Exercise instructions:
Write the entries below out again exactly, but skip the pictures.

Data in this exercise:
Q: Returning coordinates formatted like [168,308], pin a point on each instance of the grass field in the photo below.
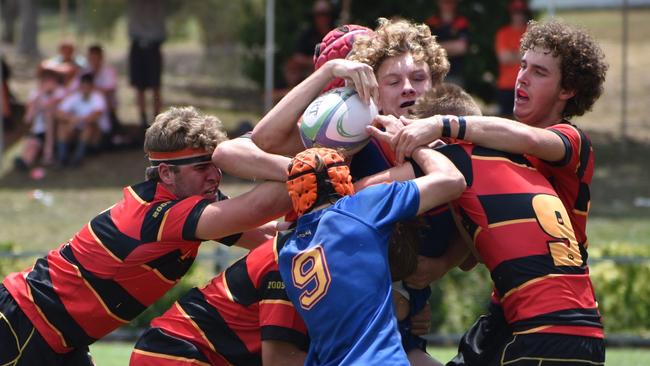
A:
[117,354]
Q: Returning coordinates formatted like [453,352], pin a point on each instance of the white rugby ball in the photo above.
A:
[337,119]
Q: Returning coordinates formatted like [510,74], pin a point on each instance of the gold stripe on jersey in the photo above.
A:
[40,312]
[528,283]
[533,330]
[497,158]
[90,229]
[162,226]
[226,288]
[281,302]
[159,275]
[136,197]
[511,222]
[99,298]
[196,326]
[169,357]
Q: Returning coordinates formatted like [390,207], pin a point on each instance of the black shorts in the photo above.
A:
[22,345]
[145,64]
[155,347]
[548,349]
[482,340]
[490,341]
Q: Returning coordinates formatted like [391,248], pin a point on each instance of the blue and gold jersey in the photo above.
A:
[335,268]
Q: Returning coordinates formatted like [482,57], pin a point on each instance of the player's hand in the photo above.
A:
[361,75]
[421,322]
[416,133]
[390,131]
[427,271]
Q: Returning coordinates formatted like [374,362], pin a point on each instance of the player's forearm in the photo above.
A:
[277,132]
[264,203]
[441,182]
[514,137]
[240,157]
[253,238]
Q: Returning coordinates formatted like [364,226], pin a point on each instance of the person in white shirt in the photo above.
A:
[106,83]
[41,105]
[79,115]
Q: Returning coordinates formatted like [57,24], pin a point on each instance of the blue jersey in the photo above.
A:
[435,237]
[335,269]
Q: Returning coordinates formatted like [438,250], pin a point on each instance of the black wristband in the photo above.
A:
[416,168]
[462,127]
[446,127]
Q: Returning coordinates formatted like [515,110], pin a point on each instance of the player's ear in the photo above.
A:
[166,174]
[566,94]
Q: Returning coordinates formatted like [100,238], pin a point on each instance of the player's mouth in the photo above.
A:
[521,96]
[407,104]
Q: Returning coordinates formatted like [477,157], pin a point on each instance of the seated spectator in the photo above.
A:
[79,115]
[452,32]
[506,46]
[105,83]
[41,106]
[66,63]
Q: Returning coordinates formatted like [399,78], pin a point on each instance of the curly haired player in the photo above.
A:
[562,75]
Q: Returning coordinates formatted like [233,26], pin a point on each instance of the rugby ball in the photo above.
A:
[338,120]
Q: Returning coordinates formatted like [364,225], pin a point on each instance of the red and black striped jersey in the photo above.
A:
[122,261]
[523,234]
[242,306]
[571,177]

Final answer:
Q: Returning coordinates formatted like [168,308], pin a point on each instance of the grass field in the photo below.
A:
[117,354]
Q: Returning coordinates formatted like [453,352], pin a point on each instance of the white rugby ball in the photo above.
A:
[337,119]
Q: Returning coordinates formatted like [510,74], pin a point on each instance of the gold stripe on jersey in the photo above.
A:
[40,312]
[528,283]
[533,330]
[497,158]
[90,229]
[162,226]
[226,288]
[281,302]
[159,275]
[136,197]
[511,222]
[99,298]
[196,326]
[169,357]
Q: Returning coordinates formatted like [390,207], pin a point on each instance of the black shorts in the photo above.
A:
[22,345]
[145,64]
[155,347]
[548,349]
[482,340]
[490,341]
Q: Returning coordinates formatted like [391,248], pin a point on each instance of the blue and gold jersey in the photo above.
A:
[335,268]
Q: Returning coordinates formatted like [482,57], pin a point on each instance of the player's hand in the photo above.
A:
[361,75]
[421,322]
[416,133]
[390,131]
[427,271]
Q: Returning coordinates formatted like [374,362], pin a point on each instance of the player's forearm in the photo above.
A:
[277,132]
[264,203]
[441,182]
[514,137]
[240,157]
[253,238]
Q: Returning coordinates formatted like [364,226], pin a point on each instance of the person in white shirt in the photo above.
A:
[106,83]
[41,105]
[79,115]
Q: Returning coordinates formatted like [57,24], pin a point on each instance of the blue jersey in the photo above.
A:
[435,237]
[335,269]
Q: Returning coordinates formatted like [438,250], pin a point on each instance of the black wristband in the photo above.
A:
[416,168]
[462,127]
[446,127]
Q: Returning coordinates formatted like [515,110], pin a point on each instance of the player's ear in the photo above.
A:
[166,174]
[566,94]
Q: Returning coordinates formatted like [100,238], pin a point on each instance of the player's mouth in the photo above.
A:
[521,96]
[407,104]
Q: Returning coordinates formatted like [477,157], pin a point on each instance of the seated spectator in the photo above.
A:
[79,115]
[452,32]
[506,46]
[105,83]
[41,106]
[66,63]
Q: Returning coordinates formatted like [399,78], pin a point on each instance of the curly haired player in the photo above.
A:
[562,75]
Q: Returning coordinates formatted like [233,26], pin a point on each instance of the rugby ball in the photo above.
A:
[338,120]
Q: Returning coordinates formatted like [364,225], pin a point on each instance of the red and black striped jersey in the photo above.
A:
[122,261]
[523,234]
[242,306]
[571,177]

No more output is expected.